[Excerpts from a detection dataset]

►

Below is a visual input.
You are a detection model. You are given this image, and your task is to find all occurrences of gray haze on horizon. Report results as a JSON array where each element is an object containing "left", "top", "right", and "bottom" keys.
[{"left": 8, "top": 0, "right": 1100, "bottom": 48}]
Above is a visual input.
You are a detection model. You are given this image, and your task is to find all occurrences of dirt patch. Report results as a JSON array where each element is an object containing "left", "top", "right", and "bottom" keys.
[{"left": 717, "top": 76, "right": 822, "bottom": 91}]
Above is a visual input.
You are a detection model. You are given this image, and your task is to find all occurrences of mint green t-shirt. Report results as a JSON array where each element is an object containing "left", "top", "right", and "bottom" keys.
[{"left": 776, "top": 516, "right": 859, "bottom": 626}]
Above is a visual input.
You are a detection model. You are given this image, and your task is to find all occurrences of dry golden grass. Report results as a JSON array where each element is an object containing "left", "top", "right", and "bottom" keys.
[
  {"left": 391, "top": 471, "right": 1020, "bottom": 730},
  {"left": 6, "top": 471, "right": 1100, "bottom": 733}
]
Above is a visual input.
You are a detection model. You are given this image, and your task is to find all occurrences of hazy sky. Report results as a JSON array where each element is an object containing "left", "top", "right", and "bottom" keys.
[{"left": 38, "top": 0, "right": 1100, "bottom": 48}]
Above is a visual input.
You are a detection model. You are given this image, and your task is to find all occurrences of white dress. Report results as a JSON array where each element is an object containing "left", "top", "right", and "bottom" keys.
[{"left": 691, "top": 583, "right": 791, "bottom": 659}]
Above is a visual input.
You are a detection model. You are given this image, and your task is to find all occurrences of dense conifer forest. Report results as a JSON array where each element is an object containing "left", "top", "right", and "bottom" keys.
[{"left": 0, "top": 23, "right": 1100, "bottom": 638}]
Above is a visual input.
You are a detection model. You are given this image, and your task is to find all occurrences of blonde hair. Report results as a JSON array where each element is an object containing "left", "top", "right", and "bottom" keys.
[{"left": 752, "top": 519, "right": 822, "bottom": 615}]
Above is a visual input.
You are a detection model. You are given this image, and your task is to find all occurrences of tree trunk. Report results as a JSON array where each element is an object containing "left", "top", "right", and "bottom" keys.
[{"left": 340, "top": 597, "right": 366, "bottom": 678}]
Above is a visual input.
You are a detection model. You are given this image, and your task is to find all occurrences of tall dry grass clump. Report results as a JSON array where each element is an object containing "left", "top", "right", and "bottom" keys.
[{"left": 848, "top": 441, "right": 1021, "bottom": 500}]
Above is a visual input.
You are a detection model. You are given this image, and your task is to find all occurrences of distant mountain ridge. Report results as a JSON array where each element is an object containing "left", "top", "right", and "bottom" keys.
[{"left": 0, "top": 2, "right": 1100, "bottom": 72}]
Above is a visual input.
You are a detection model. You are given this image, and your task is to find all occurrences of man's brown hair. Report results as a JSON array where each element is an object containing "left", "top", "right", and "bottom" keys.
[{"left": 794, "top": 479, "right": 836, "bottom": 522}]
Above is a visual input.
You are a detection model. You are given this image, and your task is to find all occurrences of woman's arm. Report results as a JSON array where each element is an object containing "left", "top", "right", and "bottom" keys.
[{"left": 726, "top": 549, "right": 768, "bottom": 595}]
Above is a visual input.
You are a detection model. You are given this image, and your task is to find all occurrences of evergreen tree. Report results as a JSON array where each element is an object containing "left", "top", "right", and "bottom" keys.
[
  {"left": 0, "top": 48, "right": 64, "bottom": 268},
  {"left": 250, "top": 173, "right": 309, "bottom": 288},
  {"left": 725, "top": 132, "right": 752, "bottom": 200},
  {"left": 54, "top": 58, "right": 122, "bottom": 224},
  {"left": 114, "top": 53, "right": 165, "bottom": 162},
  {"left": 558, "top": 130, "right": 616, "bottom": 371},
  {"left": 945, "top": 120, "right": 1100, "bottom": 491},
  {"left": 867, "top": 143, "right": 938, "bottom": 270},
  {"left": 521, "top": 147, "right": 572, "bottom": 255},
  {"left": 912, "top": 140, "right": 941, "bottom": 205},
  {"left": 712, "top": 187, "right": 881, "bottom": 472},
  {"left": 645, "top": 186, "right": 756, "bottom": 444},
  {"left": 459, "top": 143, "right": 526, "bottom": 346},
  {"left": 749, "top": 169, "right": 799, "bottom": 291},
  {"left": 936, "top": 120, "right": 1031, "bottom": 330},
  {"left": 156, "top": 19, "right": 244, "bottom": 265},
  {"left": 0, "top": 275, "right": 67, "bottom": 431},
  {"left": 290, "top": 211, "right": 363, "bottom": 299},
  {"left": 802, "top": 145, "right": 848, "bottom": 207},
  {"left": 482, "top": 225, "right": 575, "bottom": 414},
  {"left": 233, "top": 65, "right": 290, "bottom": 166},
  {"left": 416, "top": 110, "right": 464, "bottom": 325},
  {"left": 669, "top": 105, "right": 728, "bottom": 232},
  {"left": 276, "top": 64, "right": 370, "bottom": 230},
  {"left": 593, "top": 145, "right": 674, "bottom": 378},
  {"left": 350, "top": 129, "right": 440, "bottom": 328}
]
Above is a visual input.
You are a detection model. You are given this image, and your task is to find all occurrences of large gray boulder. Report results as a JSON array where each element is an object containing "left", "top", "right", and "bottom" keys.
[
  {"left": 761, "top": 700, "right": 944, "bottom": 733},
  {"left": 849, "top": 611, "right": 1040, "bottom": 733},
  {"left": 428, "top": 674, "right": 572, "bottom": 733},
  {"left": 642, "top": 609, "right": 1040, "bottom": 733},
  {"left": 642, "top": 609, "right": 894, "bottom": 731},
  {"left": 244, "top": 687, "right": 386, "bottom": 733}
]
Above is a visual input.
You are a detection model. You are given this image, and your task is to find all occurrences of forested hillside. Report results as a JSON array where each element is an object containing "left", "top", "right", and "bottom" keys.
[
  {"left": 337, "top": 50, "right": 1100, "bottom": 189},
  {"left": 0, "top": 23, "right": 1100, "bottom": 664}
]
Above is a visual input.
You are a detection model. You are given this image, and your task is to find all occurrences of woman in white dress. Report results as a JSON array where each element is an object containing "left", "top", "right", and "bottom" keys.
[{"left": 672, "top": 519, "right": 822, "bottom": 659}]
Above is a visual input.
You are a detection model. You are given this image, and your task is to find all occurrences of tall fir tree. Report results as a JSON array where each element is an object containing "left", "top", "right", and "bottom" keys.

◄

• _What the task asks_
Report every line of the material above that contains the string "woman", copying each such line in full. Matching is case-sensitive.

• _Answer to the exercise_
You are a detection model. You are given this image, and your task is to find all occurrences of woman's arm. Report results as a JSON array where each element is an object containing "left", "top", "right", and "bottom" keys.
You are a detection model. You are given this image, and your task is to find all occurrences of woman in white dress. Report results as a JSON array where each element is an object containing "left", "top", "right", and "bottom" keys.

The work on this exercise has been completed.